◆ **Exercise requirements**: Every record should be copied exactly, and the images omitted.

◆ **Material provided**:
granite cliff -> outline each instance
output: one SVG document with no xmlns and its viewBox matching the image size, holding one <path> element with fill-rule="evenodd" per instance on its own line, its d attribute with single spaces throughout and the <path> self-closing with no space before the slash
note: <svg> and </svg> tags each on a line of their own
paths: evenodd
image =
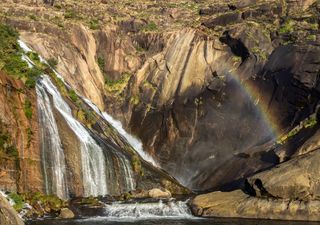
<svg viewBox="0 0 320 225">
<path fill-rule="evenodd" d="M 195 214 L 317 220 L 318 1 L 5 0 L 0 9 L 183 185 L 242 190 L 197 197 Z"/>
</svg>

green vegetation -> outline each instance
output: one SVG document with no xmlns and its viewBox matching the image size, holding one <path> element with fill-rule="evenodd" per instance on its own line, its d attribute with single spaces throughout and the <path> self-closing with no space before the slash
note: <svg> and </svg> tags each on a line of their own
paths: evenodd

◆ **Answer for this exercise**:
granite cliff -> outline each instance
output: one SVG document with no xmlns and its viewBox matching the image size, holding one <path> element with fill-rule="evenodd" per instance on its own line, its d attribute with single spaces throughout and the <path> self-closing with no space before the slash
note: <svg> and </svg> tags each on a line of their own
paths: evenodd
image =
<svg viewBox="0 0 320 225">
<path fill-rule="evenodd" d="M 195 214 L 317 220 L 318 1 L 5 0 L 0 9 L 183 185 L 242 190 L 197 197 Z"/>
</svg>

green vegetation -> outline each instance
output: one SVG document with no xmlns and its viewBox matching the image size, holding one <path> element with fill-rule="evenodd" per instance on its own line, its d attribute with single spaces throughout and the <path> self-closing with no space before the slash
note: <svg> and </svg> tags each on a line of their own
paths: evenodd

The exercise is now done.